▶ DATA SECTION
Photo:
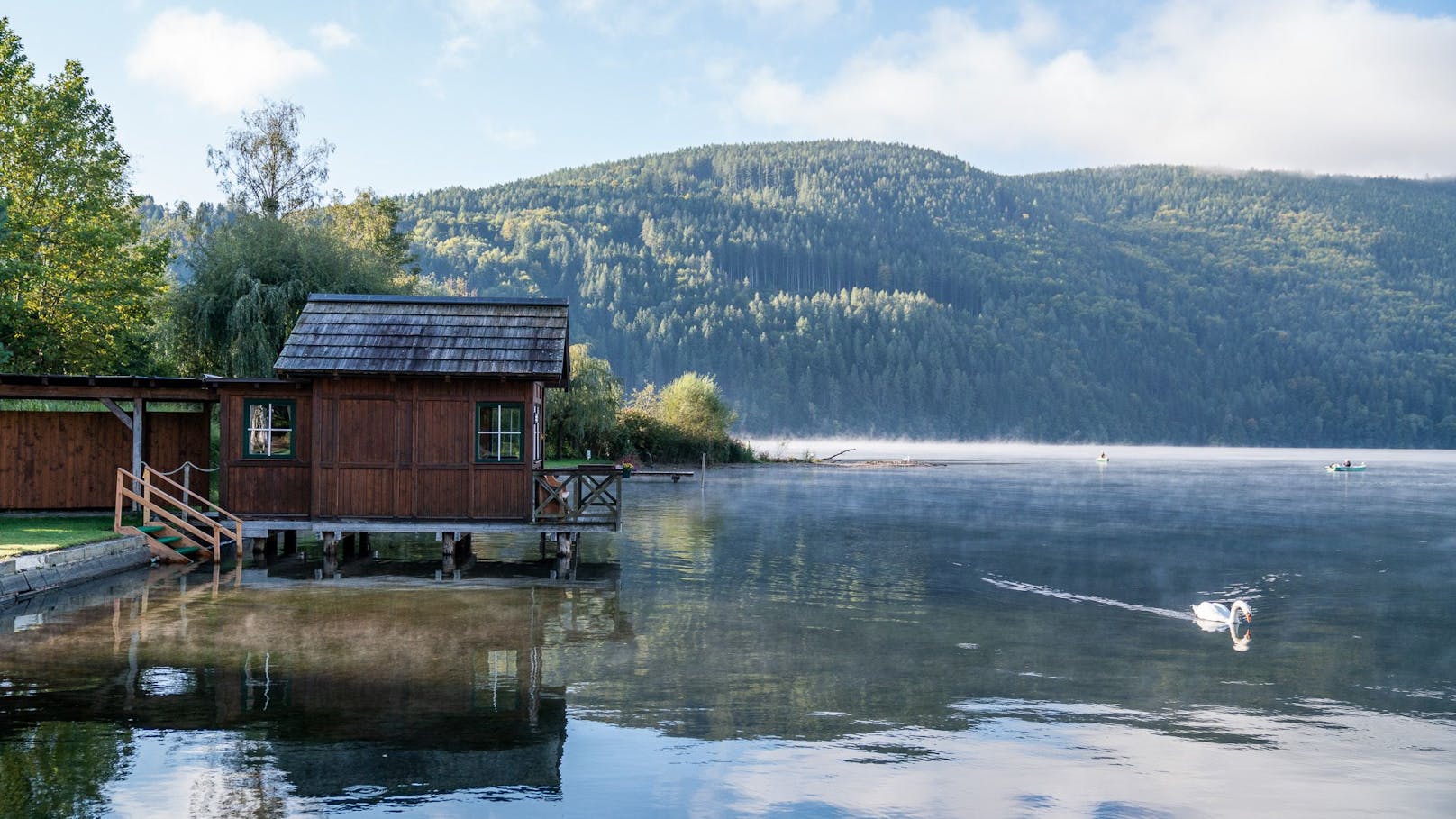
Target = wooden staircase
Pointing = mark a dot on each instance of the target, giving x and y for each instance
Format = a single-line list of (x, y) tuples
[(177, 529)]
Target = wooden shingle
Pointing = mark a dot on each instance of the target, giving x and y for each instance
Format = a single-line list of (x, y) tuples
[(428, 335)]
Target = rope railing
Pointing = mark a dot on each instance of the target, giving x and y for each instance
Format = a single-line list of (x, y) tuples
[(187, 472)]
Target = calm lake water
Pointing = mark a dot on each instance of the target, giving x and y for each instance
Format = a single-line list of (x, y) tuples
[(1004, 632)]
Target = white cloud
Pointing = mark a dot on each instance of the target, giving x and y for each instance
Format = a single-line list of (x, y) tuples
[(515, 139), (332, 35), (496, 16), (215, 61), (796, 11), (1330, 86)]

▶ TO BE DONE
Format the lines as a numbered list, starting at the line that contains "Target = white cloud" and ending at the last of the rows, and omit any blank lines.

▶ SOLUTION FOR THIS TASK
1. Target = white cloud
2. Pointing = mark a dot on each instance of the target, giving x and y for each instance
3. Format = a single-line list of (x, y) tuples
4. [(515, 139), (332, 35), (496, 16), (215, 61), (796, 11), (1330, 86)]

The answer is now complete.